OCRAppModels - Deep Learning OCR Engine
A deep learning OCR system built from scratch in Python and TensorFlow, capable of recognising text in images via a CRNN model served through a FastAPI endpoint.
➜ Initializing services...
➜ Stack: Python, TensorFlow, Keras, FastAPI
➜ Status: Ready
█
Overview
OCRAppModels started as a university project in intelligent computing, but quickly became something I genuinely wanted to get right. The goal was straightforward: build a system that takes an image containing a word and returns that word as text - no third-party OCR libraries, no shortcuts, just a neural network trained from data up.
The project covers the full ML lifecycle under one roof: model architecture design, a data loading and preprocessing pipeline, training with callbacks and checkpointing, quantitative evaluation, and finally a REST API that lets any client send an image and get a prediction back in milliseconds.
Architecture & Tech Stack
Technologies?
- Python 3.11
- TensorFlow / Keras**
- FastAPI
- Pillow + NumPy
- MJSynth dataset - A large-scale synthetic dataset of 9+ million word images - the go-to benchmark for scene text recognition.
Model: CRNN + CTC
The core architecture is a Convolutional Recurrent Neural Network (CRNN) - a classic choice for sequence-to-sequence OCR that reads a word character by character without needing per-character bounding boxes.
Input image (32 × 128, grayscale)
│
CNN feature extractor
Conv2D: 64 -> 128 -> 256 -> 512 filters
MaxPooling + BatchNormalization
│
Reshape -> sequence of column feature vectors
│
Bidirectional LSTM × 2 (256 units each, dropout 0.25)

Using the information>
**a.** On the OCRAppModels page, reproduce the text from "The project covers" to "(32 × 128, grayscale)" verbatim.
**b.** According to the OCRAppModels page, how many units does each bidirectional LSTM layer have, and what dropout rate does it use?
**c.** Write the next part of the OCRAppModels page, continuing after its final line.

[Source records]
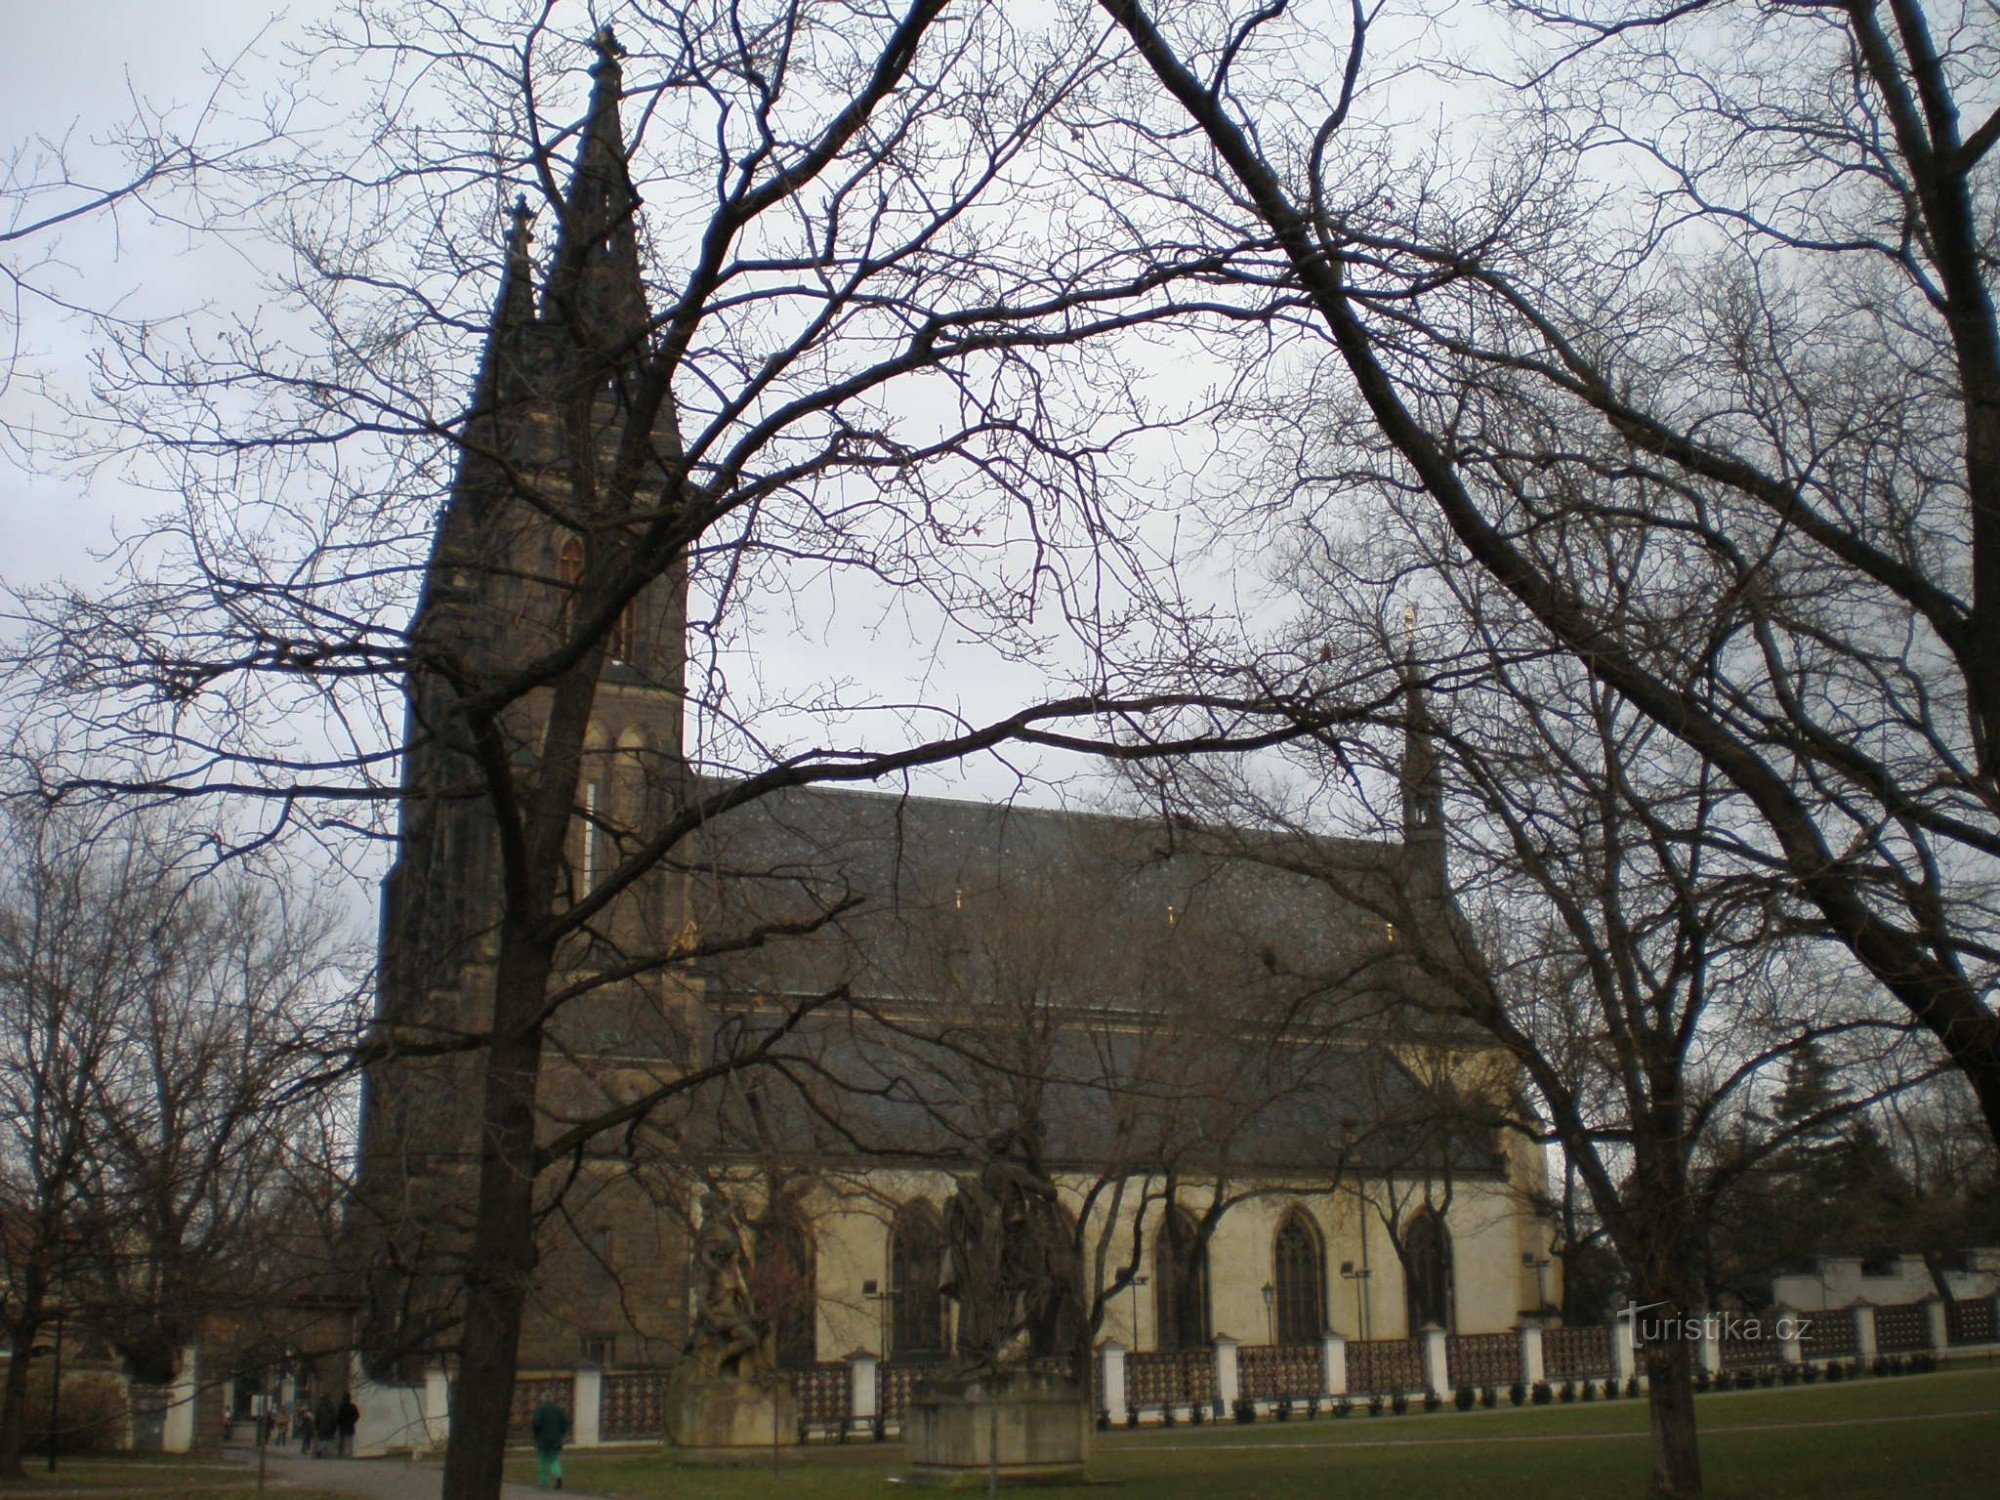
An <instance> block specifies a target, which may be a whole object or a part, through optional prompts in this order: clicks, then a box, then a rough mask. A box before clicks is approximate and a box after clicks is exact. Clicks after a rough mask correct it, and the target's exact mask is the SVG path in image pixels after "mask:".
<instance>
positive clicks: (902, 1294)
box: [888, 1198, 946, 1362]
mask: <svg viewBox="0 0 2000 1500" xmlns="http://www.w3.org/2000/svg"><path fill="white" fill-rule="evenodd" d="M942 1270H944V1226H942V1224H940V1222H938V1210H936V1208H932V1206H930V1202H928V1200H924V1198H918V1200H914V1202H908V1204H904V1206H902V1208H898V1210H896V1222H894V1224H892V1226H890V1242H888V1288H890V1342H888V1352H890V1358H894V1360H904V1362H910V1360H942V1358H944V1352H946V1350H944V1296H942V1294H940V1292H938V1278H940V1276H942Z"/></svg>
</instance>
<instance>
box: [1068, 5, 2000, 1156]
mask: <svg viewBox="0 0 2000 1500" xmlns="http://www.w3.org/2000/svg"><path fill="white" fill-rule="evenodd" d="M1102 10H1104V12H1106V14H1108V16H1110V18H1112V22H1114V24H1116V26H1118V28H1120V30H1122V32H1124V34H1126V36H1128V38H1130V42H1132V46H1134V50H1136V54H1138V60H1140V62H1142V66H1144V72H1146V74H1148V76H1150V80H1152V84H1154V90H1156V98H1160V96H1164V100H1170V104H1166V108H1168V110H1170V112H1172V114H1174V116H1178V118H1180V120H1184V122H1192V126H1194V130H1196V132H1198V140H1200V146H1202V150H1200V152H1184V154H1180V156H1178V158H1176V160H1174V166H1178V168H1180V170H1182V172H1184V190H1186V192H1192V194H1194V196H1196V198H1198V202H1200V204H1202V206H1204V208H1206V210H1208V212H1214V214H1216V216H1220V218H1222V222H1224V224H1228V226H1230V232H1232V234H1234V232H1238V226H1240V224H1244V222H1254V224H1258V226H1260V228H1262V230H1264V232H1268V234H1270V242H1272V258H1270V262H1266V266H1264V270H1266V274H1264V278H1262V280H1258V282H1254V286H1256V288H1258V292H1260V294H1262V296H1264V302H1262V308H1264V310H1266V312H1268V316H1272V318H1274V326H1278V328H1284V330H1294V328H1300V324H1298V322H1296V314H1298V312H1300V310H1308V318H1310V322H1308V324H1306V326H1308V328H1310V334H1312V338H1314V340H1324V342H1326V358H1324V360H1322V362H1318V364H1316V366H1314V370H1316V374H1318V378H1320V384H1316V386H1314V388H1312V390H1310V392H1308V394H1306V400H1308V402H1314V404H1316V408H1318V410H1320V412H1322V414H1328V412H1350V410H1358V412H1360V416H1362V418H1364V420H1362V422H1358V424H1356V426H1354V428H1352V434H1354V438H1356V446H1354V448H1350V450H1348V456H1350V460H1348V462H1346V464H1334V468H1336V472H1346V474H1350V478H1354V480H1356V482H1358V484H1364V482H1372V480H1374V478H1376V476H1386V478H1388V480H1390V482H1392V484H1394V486H1400V488H1408V490H1416V492H1422V494H1424V496H1428V500H1430V502H1432V504H1434V506H1436V514H1438V516H1440V518H1442V520H1444V522H1446V526H1448V532H1450V536H1452V542H1454V548H1456V554H1458V556H1460V558H1464V560H1466V562H1470V564H1476V566H1478V568H1482V570H1486V572H1488V574H1490V576H1492V578H1494V580H1498V582H1500V584H1502V586H1504V588H1506V590H1510V592H1512V594H1514V598H1518V600H1520V602H1522V606H1524V608H1528V610H1530V612H1532V616H1534V618H1536V620H1538V622H1540V626H1542V628H1544V630H1546V632H1548V634H1550V638H1552V640H1554V642H1556V644H1558V646H1560V648H1562V650H1566V652H1570V654H1572V656H1574V660H1576V662H1580V664H1582V666H1586V668H1588V672H1590V674H1592V678H1594V680H1596V682H1598V684H1602V688H1606V690H1610V692H1614V694H1616V696H1618V700H1620V702H1622V704H1626V706H1628V708H1630V710H1632V712H1636V714H1640V716H1644V720H1646V722H1650V724H1654V726H1658V728H1660V730H1664V732H1666V734H1672V736H1674V738H1676V740H1678V742H1680V744H1684V746H1686V748H1688V750H1690V752H1692V754H1694V756H1698V758H1700V762H1702V764H1704V766H1706V768H1708V772H1710V774H1714V776H1718V778H1720V780H1722V784H1726V786H1728V790H1730V796H1732V804H1734V806H1740V808H1742V814H1740V816H1744V818H1750V820H1752V822H1750V824H1744V826H1742V828H1744V836H1746V838H1754V842H1758V844H1760V846H1762V850H1764V858H1768V860H1770V862H1772V864H1774V868H1776V870H1780V872H1782V874H1784V878H1786V880H1788V882H1790V890H1792V892H1796V894H1798V896H1800V898H1802V902H1804V906H1802V914H1800V916H1798V918H1796V920H1800V922H1806V924H1808V926H1810V928H1812V930H1814V932H1818V934H1822V936H1826V938H1830V940H1834V942H1838V944H1842V946H1844V948H1846V950H1848V952H1852V954H1854V958H1856V960H1858V962H1860V964H1862V966H1864V968H1866V970H1868V972H1870V974H1872V976H1874V978H1876V980H1878V982H1880V984H1882V986H1884V988H1886V990H1888V992H1892V994H1894V996H1896V998H1898V1002H1902V1004H1904V1006H1906V1008H1908V1012H1910V1014H1912V1016H1914V1018H1916V1020H1918V1022H1920V1024H1922V1026H1924V1028H1926V1030H1928V1032H1930V1034H1932V1036H1934V1038H1936V1040H1938V1044H1940V1046H1942V1048H1944V1050H1946V1052H1948V1054H1950V1058H1952V1062H1954V1066H1958V1068H1960V1070H1962V1072H1964V1074H1966V1078H1968V1082H1970V1086H1972V1088H1974V1092H1976V1094H1978V1098H1980V1106H1982V1110H1984V1114H1986V1120H1988V1126H1990V1128H1992V1130H1994V1132H1996V1134H2000V1018H1996V1016H1994V1010H1992V1004H1990V990H1992V974H1994V960H1996V956H2000V944H1996V940H1994V934H1996V922H1994V902H1992V880H1990V870H1992V860H1994V854H1996V852H2000V822H1996V810H2000V794H1996V766H2000V756H1996V744H2000V652H1996V646H1994V642H2000V628H1996V620H1994V610H1996V608H2000V584H1996V580H2000V572H1996V570H2000V530H1996V526H2000V520H1996V516H2000V504H1996V500H1994V496H1992V494H1990V490H1992V486H1994V484H1996V478H1994V474H1996V470H1994V464H1992V462H1990V452H1992V450H1994V444H1996V428H1994V422H1996V420H2000V418H1996V416H1994V410H1996V404H1994V390H1996V388H2000V332H1996V314H1994V296H1992V280H1990V278H1992V264H1990V254H1988V252H1986V248H1984V244H1986V238H1984V234H1986V232H1984V228H1982V226H1984V224H1986V220H1988V218H1990V172H1988V170H1986V156H1988V152H1990V148H1992V144H1994V140H1996V138H2000V116H1996V118H1988V120H1982V122H1978V124H1974V126H1972V128H1970V130H1968V128H1966V126H1964V124H1962V110H1964V108H1970V104H1972V102H1974V100H1984V98H1986V96H1988V94H1990V84H1992V76H1994V64H1992V56H1994V52H1992V34H1990V32H1992V22H1990V18H1988V16H1986V14H1984V12H1982V10H1978V8H1970V6H1950V4H1940V6H1928V4H1904V6H1892V8H1890V10H1882V8H1880V6H1874V4H1868V2H1866V0H1854V4H1832V6H1760V4H1696V6H1674V8H1666V6H1658V8H1656V6H1646V4H1632V6H1624V4H1614V6H1604V8H1602V10H1590V12H1584V10H1570V12H1564V10H1560V8H1558V10H1550V8H1544V6H1532V8H1530V6H1520V8H1516V16H1520V18H1524V20H1522V24H1524V28H1526V32H1524V34H1526V40H1528V42H1530V52H1528V56H1530V64H1528V68H1526V70H1524V74H1522V76H1520V78H1512V80H1508V82H1512V90H1514V92H1512V94H1504V98H1502V104H1500V106H1498V108H1496V114H1494V118H1492V120H1490V126H1492V128H1490V130H1488V132H1486V138H1488V140H1490V142H1494V146H1492V150H1490V152H1488V154H1486V156H1484V158H1470V160H1468V158H1466V156H1464V154H1462V152H1456V150H1454V144H1452V142H1432V140H1426V142H1424V144H1422V146H1420V148H1406V146H1404V144H1402V142H1398V140H1394V138H1386V136H1384V132H1380V130H1374V128H1372V124H1374V122H1372V120H1370V118H1368V108H1370V102H1372V96H1370V88H1368V84H1370V60H1372V58H1370V46H1372V44H1374V34H1376V30H1378V20H1380V10H1378V8H1366V6H1362V4H1358V0H1356V4H1352V6H1350V8H1348V14H1346V18H1344V30H1346V36H1348V46H1346V50H1344V56H1338V58H1328V56H1326V54H1324V52H1310V50H1308V48H1310V46H1312V44H1316V42H1318V36H1316V34H1314V30H1312V18H1308V16H1304V14H1294V8H1292V6H1286V4H1276V6H1260V8H1254V10H1244V12H1240V14H1236V12H1230V14H1222V12H1218V10H1210V8H1202V10H1198V12H1188V14H1176V16H1172V18H1156V16H1154V14H1152V12H1148V10H1146V8H1144V6H1140V4H1130V2H1126V0H1102ZM1292 42H1296V46H1292ZM1536 46H1538V50H1534V48H1536ZM1466 50H1468V54H1476V56H1492V52H1490V50H1476V48H1466ZM1300 58H1324V66H1322V68H1320V72H1318V76H1314V74H1312V64H1310V62H1306V64H1304V66H1292V64H1294V62H1298V60H1300ZM1394 66H1402V64H1400V62H1398V64H1394ZM1450 80H1452V82H1454V84H1456V86H1462V88H1476V86H1478V84H1480V82H1490V80H1492V70H1490V68H1488V72H1486V78H1484V80H1482V78H1478V76H1476V74H1474V70H1472V68H1458V70H1454V72H1452V76H1450ZM1146 150H1148V152H1152V146H1150V144H1148V148H1146ZM1148 160H1152V162H1154V164H1156V166H1154V170H1156V172H1158V174H1162V176H1160V178H1156V180H1164V174H1166V172H1170V170H1172V168H1168V166H1164V164H1158V154H1156V152H1152V156H1150V158H1148ZM1264 288H1274V290H1268V292H1266V290H1264ZM1384 440H1386V444H1388V450H1390V454H1392V462H1390V464H1388V466H1386V468H1384V464H1380V462H1376V460H1374V458H1370V456H1368V452H1366V444H1368V442H1376V444H1380V442H1384ZM1322 472H1324V470H1322ZM1596 538H1608V540H1612V542H1614V544H1612V546H1594V540H1596ZM1620 570H1636V572H1638V582H1640V586H1630V588H1628V586H1622V572H1620ZM1752 828H1754V834H1752V832H1750V830H1752Z"/></svg>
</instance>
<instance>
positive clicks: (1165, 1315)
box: [1152, 1208, 1208, 1350]
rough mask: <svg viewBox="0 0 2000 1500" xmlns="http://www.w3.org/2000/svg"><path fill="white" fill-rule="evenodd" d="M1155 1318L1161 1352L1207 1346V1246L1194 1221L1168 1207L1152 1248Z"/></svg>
mask: <svg viewBox="0 0 2000 1500" xmlns="http://www.w3.org/2000/svg"><path fill="white" fill-rule="evenodd" d="M1152 1286H1154V1316H1156V1320H1158V1324H1156V1326H1158V1344H1160V1348H1162V1350H1176V1348H1202V1346H1206V1344H1208V1246H1206V1244H1202V1238H1200V1234H1198V1232H1196V1228H1194V1220H1192V1218H1188V1214H1186V1212H1184V1210H1180V1208H1168V1210H1166V1218H1164V1220H1160V1242H1158V1244H1156V1246H1154V1248H1152Z"/></svg>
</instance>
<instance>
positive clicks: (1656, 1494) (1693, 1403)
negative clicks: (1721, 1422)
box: [1644, 1314, 1702, 1500]
mask: <svg viewBox="0 0 2000 1500" xmlns="http://www.w3.org/2000/svg"><path fill="white" fill-rule="evenodd" d="M1680 1316H1686V1314H1680ZM1644 1348H1646V1384H1648V1386H1650V1390H1648V1392H1646V1406H1648V1416H1650V1420H1652V1490H1650V1494H1652V1496H1654V1498H1656V1500H1696V1498H1698V1496H1700V1494H1702V1450H1700V1442H1698V1440H1696V1434H1694V1350H1692V1348H1690V1346H1688V1340H1686V1338H1680V1336H1678V1332H1676V1336H1674V1338H1662V1340H1648V1342H1646V1346H1644Z"/></svg>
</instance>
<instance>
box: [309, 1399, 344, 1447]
mask: <svg viewBox="0 0 2000 1500" xmlns="http://www.w3.org/2000/svg"><path fill="white" fill-rule="evenodd" d="M338 1420H340V1414H338V1412H336V1410H334V1398H332V1396H324V1394H322V1396H320V1400H316V1402H314V1404H312V1456H314V1458H326V1454H328V1450H330V1448H332V1446H334V1426H336V1422H338Z"/></svg>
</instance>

Answers for this exercise>
**a.**
The project covers the full ML lifecycle under one roof: model architecture design, a data loading and preprocessing pipeline, training with callbacks and checkpointing, quantitative evaluation, and finally a REST API that lets any client send an image and get a prediction back in milliseconds.
Architecture & Tech Stack
Technologies?
- Python 3.11
- TensorFlow / Keras**
- FastAPI
- Pillow + NumPy
- MJSynth dataset - A large-scale synthetic dataset of 9+ million word images - the go-to benchmark for scene text recognition.
Model: CRNN + CTC
The core architecture is a Convolutional Recurrent Neural Network (CRNN) - a classic choice for sequence-to-sequence OCR that reads a word character by character without needing per-character bounding boxes.
Input image (32 × 128, grayscale)

**b.** 256 units each, with a dropout of 0.25.

**c.**
│
Dense (vocab_size + 1, softmax)
│
CTC Loss (Connectionist Temporal Classification)
CTC is what makes this architecture work without aligned labels: it collapses repeated characters and blank tokens into the final decoded string, so the model never needs to know where a character is - only that it's there.
Alternative: Vision Transformer (ViT)
I also implemented a ViT-based OCR model as a research comparison. It splits the input image into 8×8 patches, embeds them, passes them through 6 Transformer encoder layers (8 attention heads, embedding dim 256), and decodes the sequence with CTC. Two fundamentally different approaches to the same problem - a good forcing function for understanding why each architecture makes the choices it does.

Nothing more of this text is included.